Task goal: Reproduce each of the following records verbatim, preserving every character and line break.

Data shown:
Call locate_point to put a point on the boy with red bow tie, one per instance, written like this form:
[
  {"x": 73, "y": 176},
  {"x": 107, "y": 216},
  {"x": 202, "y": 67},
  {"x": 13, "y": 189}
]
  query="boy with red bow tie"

Exercise output:
Call locate_point to put a point on the boy with red bow tie, one per instance, written like this form:
[
  {"x": 73, "y": 176},
  {"x": 107, "y": 216},
  {"x": 202, "y": 67},
  {"x": 13, "y": 189}
]
  query="boy with red bow tie"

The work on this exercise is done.